* _Text block_:
┌──
Paul Moore/School of the Creative Arts

12/08/2010

Wander through the listed Foyle Arts Building at Derry’s Magee Campus at the University of Ulster and you’ll soon pick up the creative buzz. You’ll see students dancing, rehearsing plays or creating cutting-edge design, while from other rooms comes the sound of singing, jazz, classical and rock music. With so many disciplines under one roof, not to mention such innovative teaching using the latest digital technology, the School of Creative Arts is unique in Ireland.

The School also adds immeasurably to the cultural life of Derry, equipping a new generation with the skills to make careers in the creative arts and working in partnership with the city’s many cultural centres and arts organisations. Harnessing the latest in technology, 600 highly talented and motivated students are pursuing degrees in drama, design, music, dance and creative technology here.

Digital technology

The Head of the school is Professor Paul Moore. Paul had set up and run Northern Ireland’s first media course at Omagh, before moving to the University of Ulster in 1999. His links with the industry convinced him that a different kind of learning opportunity was necessary, one where the rapid advancements in digital technology would be given far more credence in the teaching of creative arts.

Vision

Paul took his ideas to the senior management of the University of Ulster, and was given the opportunity to develop them on the Magee campus. Though involved in the early discussions which resulted in the setting up the School at Magee, Paul wasn’t actually transferred from Coleraine until 2005, taking over as Head of School from Professor Desmond Hunter in 2007. The Creative Technology degree was added the next year.

Cross-pollination

Practise-based, the five degrees run across each other, so there is a vibrant sense of cross-pollination around the building, with students from different disciplines constantly interacting and supporting each other’s projects. Each degree itself offers a wide range of study. And there are not many places where you can join a school of rock!

School of Rock

“If you take music, for instance,” Paul says, “you’ll study the core of the subject, the theory of music, and you’ll specialise by instrument, whether it’s voice, harp or guitar. But you can also take a strand such as classical, traditional, rock school, or electronic music or indeed combine them and come out with a mixed degree”.

Apple training centre

With the latest digital technology at the heart of each degree – the school is an accredited Apple training centre – students in all disciplines learn to master the latest software. Even the dancers have access to digital capture to make virtual copies of themselves, for instance.

Entrepreneurial skills

But there is also a strong practical ethos to the degrees. “All students do entrepreneurship and arts management around their chosen subject”, Paul says. “I always tell them, you’ll never have a job for life in the arts, your work will be project based. So when you’re not performing you’ve got to be able to work in a ticket office, or whatever, to keep going”.
└──
* _Task instructions_: Copy the passage of the School of Creative Arts profile from "Paul took his" to "the next year." word for word.

Entries taken from a collection
┌──
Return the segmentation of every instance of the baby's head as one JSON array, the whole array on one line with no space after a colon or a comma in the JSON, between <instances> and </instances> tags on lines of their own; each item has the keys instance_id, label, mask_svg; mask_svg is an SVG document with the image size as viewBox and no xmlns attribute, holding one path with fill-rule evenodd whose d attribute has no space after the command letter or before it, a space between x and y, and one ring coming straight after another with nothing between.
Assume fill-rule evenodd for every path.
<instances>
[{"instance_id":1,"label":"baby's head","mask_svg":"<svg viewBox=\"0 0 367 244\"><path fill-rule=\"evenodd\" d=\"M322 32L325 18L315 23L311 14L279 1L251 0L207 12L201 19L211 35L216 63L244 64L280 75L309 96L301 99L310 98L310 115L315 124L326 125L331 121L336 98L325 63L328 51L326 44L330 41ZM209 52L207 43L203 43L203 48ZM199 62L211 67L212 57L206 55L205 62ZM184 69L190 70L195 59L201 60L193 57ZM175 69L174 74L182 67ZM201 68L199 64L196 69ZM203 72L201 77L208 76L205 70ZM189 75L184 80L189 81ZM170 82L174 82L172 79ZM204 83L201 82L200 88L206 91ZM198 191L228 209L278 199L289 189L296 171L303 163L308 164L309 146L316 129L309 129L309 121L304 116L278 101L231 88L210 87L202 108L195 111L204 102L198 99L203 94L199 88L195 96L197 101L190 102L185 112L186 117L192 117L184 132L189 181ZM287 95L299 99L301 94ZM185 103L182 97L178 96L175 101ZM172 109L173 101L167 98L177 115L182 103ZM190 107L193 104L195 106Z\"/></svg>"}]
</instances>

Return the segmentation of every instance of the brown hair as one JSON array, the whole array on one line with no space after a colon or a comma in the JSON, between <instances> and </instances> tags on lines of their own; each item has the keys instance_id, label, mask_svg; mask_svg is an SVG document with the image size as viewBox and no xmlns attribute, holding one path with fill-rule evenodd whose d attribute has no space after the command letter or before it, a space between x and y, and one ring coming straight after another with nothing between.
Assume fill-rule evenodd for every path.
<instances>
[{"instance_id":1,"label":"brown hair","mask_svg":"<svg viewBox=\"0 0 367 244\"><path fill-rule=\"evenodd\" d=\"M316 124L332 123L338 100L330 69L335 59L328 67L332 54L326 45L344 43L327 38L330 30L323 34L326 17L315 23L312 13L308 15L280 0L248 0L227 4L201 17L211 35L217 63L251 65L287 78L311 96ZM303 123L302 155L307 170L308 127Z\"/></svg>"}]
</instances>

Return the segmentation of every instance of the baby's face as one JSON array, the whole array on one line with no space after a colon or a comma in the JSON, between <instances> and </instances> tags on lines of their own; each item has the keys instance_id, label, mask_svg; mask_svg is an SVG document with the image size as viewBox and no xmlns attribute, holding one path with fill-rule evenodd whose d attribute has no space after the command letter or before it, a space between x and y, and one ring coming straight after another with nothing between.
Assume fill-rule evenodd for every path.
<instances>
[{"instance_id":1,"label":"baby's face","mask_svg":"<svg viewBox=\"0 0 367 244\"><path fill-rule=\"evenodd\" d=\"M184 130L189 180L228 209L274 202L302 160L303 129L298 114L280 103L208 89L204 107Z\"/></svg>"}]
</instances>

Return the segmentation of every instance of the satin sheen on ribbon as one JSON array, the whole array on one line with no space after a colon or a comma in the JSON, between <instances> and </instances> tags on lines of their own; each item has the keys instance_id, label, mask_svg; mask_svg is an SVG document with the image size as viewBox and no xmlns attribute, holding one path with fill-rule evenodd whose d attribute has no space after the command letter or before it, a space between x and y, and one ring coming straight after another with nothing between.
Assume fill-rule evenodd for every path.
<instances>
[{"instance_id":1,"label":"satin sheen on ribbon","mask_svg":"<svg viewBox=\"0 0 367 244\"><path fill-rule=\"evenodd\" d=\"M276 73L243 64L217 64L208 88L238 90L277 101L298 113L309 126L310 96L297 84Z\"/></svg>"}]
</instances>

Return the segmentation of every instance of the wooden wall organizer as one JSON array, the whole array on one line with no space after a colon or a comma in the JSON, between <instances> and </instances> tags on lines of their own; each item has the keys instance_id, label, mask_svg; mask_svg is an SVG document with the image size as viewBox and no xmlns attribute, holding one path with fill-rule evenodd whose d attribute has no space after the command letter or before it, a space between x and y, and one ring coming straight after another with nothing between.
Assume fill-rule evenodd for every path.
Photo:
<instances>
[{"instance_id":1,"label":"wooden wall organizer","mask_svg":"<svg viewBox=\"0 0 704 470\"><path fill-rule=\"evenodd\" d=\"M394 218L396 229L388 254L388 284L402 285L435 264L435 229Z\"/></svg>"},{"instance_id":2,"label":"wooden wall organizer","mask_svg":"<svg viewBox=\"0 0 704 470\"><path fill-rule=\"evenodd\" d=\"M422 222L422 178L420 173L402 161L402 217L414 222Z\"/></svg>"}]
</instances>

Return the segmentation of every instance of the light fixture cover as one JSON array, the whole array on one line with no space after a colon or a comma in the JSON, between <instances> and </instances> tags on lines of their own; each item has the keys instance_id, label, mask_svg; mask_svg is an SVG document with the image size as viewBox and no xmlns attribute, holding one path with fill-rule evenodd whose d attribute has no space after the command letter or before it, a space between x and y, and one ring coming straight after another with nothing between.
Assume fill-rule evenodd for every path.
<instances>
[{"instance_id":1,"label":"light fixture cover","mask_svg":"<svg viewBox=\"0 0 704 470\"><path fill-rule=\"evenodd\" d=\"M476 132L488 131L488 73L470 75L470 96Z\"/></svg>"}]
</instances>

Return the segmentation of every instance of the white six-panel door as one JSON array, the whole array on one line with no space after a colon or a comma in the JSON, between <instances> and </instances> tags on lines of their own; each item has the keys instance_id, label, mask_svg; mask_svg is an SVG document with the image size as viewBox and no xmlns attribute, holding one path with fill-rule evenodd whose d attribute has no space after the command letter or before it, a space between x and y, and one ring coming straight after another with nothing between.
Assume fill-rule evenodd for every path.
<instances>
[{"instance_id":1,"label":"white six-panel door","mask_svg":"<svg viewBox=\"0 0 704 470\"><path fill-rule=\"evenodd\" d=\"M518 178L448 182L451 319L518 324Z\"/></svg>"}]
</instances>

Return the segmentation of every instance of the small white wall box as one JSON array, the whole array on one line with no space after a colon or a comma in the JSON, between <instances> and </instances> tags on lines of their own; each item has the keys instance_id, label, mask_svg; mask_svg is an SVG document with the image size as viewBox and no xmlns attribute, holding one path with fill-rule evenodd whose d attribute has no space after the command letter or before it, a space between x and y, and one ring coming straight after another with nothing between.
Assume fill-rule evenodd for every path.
└──
* _The result_:
Paul took his ideas to the senior management of the University of Ulster, and was given the opportunity to develop them on the Magee campus. Though involved in the early discussions which resulted in the setting up the School at Magee, Paul wasn’t actually transferred from Coleraine until 2005, taking over as Head of School from Professor Desmond Hunter in 2007. The Creative Technology degree was added the next year.